What the exercise asks — Each line below is to be written out in full, exactly as shown.

----- Information supplied

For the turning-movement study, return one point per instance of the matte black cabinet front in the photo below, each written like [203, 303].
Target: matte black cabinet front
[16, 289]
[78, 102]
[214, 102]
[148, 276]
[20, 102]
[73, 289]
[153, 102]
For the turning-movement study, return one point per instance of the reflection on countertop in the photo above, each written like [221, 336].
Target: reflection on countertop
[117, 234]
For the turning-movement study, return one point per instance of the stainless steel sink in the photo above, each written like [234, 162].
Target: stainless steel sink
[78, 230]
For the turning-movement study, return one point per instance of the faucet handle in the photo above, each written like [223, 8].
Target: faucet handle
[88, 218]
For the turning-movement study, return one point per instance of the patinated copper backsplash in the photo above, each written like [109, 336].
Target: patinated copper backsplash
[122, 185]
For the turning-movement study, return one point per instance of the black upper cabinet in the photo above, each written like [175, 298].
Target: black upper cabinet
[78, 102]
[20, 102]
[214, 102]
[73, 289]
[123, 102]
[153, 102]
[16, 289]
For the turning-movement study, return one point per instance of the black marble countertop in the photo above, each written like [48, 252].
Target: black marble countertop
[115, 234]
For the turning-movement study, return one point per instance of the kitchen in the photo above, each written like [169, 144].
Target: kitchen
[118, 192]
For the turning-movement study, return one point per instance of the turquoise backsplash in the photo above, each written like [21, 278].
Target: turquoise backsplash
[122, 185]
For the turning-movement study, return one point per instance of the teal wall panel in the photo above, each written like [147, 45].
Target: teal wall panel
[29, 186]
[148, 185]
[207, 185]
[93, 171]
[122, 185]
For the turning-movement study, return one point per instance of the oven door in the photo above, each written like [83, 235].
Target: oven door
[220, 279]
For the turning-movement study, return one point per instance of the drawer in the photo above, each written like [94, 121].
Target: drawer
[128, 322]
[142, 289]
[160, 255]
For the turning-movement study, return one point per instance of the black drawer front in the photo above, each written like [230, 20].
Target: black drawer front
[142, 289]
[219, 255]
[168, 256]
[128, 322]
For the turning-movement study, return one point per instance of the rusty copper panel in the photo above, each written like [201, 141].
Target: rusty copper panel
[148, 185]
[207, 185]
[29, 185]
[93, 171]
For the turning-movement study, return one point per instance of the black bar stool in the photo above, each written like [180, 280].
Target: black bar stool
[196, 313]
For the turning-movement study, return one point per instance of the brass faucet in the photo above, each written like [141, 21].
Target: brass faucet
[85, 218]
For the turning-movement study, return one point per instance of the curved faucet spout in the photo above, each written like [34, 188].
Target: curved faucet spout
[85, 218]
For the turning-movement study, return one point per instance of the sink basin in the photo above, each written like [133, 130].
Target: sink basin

----------

Exercise solution —
For the turning-movement study, return one point per instance of the matte black cabinet front in the photo below, each written like [203, 303].
Target: matte black cabinet front
[16, 289]
[78, 102]
[214, 102]
[148, 276]
[20, 102]
[73, 289]
[153, 102]
For the turning-movement study, return one point per instance of the reflection on countertop in the photo above, each written like [221, 336].
Target: reflection on countertop
[117, 234]
For the turning-movement study, return one point per instance of the stainless steel sink in the photo above, each written like [234, 162].
Target: stainless steel sink
[78, 230]
For the turning-movement study, return one point per instance of the faucet handle in the photo above, each written like [223, 8].
Target: faucet handle
[88, 218]
For the turning-movement study, return one point per instance of the patinated copper backsplash in the photo above, each written like [109, 336].
Target: patinated copper backsplash
[122, 185]
For the turning-movement study, return one point per instance of the black upper cabinet in the photo above, each written like [175, 298].
Target: black upper cabinet
[78, 102]
[20, 102]
[214, 102]
[73, 289]
[123, 102]
[153, 102]
[16, 289]
For the turning-movement study, return one point per instance of the black marble countertop in the photo above, each written like [48, 252].
Target: black marble countertop
[115, 234]
For the turning-movement study, return one point per instance of the kitchen in the photo above, each written like [169, 144].
Target: kitchen
[118, 192]
For the turning-movement study, return one point per instance of the turquoise backsplash in the photo above, each written like [21, 278].
Target: turquoise backsplash
[122, 185]
For the turning-movement study, return one point per instance of the teal wall panel in the photo above, each written like [147, 45].
Target: teal wall panel
[29, 186]
[148, 185]
[207, 185]
[93, 171]
[122, 185]
For the turning-movement study, return one point per instance of the oven door in the photo above, each written like [83, 235].
Target: oven door
[220, 279]
For the turning-movement study, return one point per instance of the drawer in the photo above, each written like [94, 121].
Target: drawer
[128, 322]
[142, 289]
[160, 255]
For the turning-movement study, return one point per instance of the black drawer front in the photo above, each written like [230, 20].
Target: black drawer front
[142, 289]
[219, 255]
[168, 256]
[128, 322]
For the turning-movement study, return one point per instance of the rusty copper panel in the photo above, each written like [201, 141].
Target: rusty copper panel
[148, 185]
[207, 185]
[29, 185]
[93, 171]
For the turning-movement study, return one point per instance of the black bar stool in the photo above, each written like [180, 280].
Target: black bar stool
[196, 313]
For the turning-movement study, return one point per instance of the brass faucet in the photo above, each written like [141, 21].
Target: brass faucet
[85, 218]
For the turning-movement study, return one point per instance of the curved faucet spout in the photo above, each written like [34, 188].
Target: curved faucet spout
[85, 218]
For the turning-movement study, return one point per instance of the sink basin in the photo above, each written like [133, 130].
Target: sink basin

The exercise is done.